■ **AIM OF THE TASK**
Pull each line containing "blue" out of the data and copy it.

Items from a dataset
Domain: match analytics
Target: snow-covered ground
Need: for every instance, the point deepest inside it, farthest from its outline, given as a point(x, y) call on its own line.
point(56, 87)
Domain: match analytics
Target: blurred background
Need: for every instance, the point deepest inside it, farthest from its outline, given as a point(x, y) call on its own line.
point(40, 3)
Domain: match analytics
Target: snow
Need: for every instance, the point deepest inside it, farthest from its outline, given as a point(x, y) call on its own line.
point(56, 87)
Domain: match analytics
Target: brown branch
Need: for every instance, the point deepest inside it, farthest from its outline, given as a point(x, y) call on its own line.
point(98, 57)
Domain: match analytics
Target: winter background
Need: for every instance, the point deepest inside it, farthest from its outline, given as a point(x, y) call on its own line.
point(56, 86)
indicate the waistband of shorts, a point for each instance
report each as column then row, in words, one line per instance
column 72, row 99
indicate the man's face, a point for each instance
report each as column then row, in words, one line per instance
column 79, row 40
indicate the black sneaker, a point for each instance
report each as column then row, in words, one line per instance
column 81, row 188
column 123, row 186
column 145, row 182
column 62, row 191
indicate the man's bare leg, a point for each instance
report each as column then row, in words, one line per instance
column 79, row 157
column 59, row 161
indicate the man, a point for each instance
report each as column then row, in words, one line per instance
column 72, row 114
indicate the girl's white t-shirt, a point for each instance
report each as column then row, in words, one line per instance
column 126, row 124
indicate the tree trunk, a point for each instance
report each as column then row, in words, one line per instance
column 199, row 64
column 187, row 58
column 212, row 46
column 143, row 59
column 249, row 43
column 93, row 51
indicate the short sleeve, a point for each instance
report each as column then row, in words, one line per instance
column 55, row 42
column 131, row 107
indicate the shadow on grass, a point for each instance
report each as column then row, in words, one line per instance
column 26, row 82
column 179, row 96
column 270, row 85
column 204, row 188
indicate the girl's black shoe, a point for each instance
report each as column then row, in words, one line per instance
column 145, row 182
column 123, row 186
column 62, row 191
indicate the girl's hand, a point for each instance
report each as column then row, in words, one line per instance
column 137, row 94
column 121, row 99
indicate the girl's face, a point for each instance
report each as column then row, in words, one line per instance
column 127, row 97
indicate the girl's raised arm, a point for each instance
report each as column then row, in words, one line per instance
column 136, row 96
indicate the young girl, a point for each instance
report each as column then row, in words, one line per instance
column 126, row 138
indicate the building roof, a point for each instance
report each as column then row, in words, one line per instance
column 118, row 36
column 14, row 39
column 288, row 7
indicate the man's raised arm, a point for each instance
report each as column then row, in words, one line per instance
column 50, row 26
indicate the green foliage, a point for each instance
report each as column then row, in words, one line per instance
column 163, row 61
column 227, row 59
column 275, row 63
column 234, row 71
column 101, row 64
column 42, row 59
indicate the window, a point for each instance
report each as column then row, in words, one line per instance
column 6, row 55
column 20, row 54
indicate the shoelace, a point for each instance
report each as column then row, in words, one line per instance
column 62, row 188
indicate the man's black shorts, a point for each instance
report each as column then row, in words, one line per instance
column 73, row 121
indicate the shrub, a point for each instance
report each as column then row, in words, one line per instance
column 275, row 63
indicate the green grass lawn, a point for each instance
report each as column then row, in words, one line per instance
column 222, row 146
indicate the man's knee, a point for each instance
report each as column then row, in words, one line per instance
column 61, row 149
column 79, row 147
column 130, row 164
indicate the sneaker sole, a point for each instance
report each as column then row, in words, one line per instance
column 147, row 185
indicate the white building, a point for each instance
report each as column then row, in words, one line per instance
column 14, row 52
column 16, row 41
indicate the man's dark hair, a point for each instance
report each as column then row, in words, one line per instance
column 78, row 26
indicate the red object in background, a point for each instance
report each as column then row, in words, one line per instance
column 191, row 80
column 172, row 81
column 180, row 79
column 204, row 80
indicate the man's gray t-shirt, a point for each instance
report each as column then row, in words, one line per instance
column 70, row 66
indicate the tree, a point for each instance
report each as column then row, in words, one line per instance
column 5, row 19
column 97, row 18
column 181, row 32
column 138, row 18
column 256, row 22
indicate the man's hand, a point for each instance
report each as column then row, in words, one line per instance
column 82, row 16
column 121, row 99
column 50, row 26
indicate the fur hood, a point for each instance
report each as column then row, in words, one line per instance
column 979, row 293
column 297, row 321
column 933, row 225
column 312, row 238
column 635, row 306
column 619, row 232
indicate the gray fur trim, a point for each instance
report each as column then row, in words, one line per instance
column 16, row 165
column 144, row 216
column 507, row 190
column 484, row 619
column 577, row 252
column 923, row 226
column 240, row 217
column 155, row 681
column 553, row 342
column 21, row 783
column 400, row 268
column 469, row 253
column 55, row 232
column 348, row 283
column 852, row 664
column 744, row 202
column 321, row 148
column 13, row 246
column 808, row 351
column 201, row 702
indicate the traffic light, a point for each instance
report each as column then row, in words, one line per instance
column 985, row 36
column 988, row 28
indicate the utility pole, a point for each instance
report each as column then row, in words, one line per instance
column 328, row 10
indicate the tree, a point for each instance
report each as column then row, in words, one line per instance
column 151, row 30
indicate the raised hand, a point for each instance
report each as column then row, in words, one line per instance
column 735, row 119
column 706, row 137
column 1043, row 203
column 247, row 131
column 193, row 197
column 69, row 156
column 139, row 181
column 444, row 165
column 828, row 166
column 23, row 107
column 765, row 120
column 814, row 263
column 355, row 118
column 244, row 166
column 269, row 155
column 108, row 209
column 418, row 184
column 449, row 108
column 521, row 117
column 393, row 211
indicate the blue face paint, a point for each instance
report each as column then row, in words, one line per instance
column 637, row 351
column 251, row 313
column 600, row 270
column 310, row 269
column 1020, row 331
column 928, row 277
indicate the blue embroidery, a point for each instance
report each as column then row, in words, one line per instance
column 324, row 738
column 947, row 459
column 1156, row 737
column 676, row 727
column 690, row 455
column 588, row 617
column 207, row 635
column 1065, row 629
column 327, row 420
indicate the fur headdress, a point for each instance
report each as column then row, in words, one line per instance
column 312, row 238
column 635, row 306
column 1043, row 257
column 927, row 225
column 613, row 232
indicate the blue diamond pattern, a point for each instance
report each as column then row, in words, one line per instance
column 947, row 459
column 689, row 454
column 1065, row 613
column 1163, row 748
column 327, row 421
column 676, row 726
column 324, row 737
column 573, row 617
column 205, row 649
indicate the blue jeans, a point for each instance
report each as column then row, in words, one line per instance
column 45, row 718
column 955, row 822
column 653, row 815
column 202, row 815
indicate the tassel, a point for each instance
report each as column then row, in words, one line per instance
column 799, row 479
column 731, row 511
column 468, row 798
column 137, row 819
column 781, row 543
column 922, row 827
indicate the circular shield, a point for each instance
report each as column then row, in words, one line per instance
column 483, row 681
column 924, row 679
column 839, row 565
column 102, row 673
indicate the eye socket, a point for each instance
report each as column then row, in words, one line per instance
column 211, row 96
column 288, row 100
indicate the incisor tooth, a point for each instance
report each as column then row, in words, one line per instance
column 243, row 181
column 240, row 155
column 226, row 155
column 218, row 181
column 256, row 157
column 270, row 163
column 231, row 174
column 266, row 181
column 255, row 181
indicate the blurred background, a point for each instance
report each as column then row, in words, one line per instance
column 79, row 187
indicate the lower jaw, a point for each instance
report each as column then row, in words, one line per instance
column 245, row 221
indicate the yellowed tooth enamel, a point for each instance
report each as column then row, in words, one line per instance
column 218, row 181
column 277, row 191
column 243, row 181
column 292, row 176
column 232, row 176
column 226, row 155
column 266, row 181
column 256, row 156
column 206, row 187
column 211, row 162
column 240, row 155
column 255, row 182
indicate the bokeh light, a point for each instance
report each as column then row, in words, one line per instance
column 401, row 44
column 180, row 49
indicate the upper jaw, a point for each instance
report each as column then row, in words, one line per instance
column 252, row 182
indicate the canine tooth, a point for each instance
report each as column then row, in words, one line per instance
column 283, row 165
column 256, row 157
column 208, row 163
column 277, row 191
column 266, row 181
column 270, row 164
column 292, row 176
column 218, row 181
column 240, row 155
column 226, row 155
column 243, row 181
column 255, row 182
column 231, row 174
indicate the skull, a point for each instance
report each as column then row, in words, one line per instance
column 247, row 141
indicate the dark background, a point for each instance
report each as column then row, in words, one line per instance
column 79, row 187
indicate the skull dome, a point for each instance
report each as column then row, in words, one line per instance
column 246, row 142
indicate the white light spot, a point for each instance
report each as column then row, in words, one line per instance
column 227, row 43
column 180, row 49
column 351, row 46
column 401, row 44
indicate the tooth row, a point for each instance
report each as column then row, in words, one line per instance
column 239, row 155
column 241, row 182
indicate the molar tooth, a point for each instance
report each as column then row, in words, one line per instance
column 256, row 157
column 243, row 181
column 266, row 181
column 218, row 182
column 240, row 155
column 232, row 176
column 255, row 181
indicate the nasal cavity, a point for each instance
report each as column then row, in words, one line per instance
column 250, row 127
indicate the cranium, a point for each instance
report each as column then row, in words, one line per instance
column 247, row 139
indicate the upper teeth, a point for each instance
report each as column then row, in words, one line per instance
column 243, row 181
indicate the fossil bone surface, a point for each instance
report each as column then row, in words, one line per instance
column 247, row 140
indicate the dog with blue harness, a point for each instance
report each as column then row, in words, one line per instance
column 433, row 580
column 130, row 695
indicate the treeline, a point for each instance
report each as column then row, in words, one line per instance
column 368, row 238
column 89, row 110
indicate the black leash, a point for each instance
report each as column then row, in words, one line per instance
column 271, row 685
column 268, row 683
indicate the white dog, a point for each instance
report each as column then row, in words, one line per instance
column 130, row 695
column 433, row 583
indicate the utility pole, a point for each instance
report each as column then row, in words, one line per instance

■ **WRITTEN RESPONSE**
indicate the blue face paint, a point for each instance
indicate the blue embroidery, a point for each instance
indicate the blue diamond pattern, a point for each instance
indicate the blue jeans, a point for each instance
indicate the dog with blue harness, a point for each instance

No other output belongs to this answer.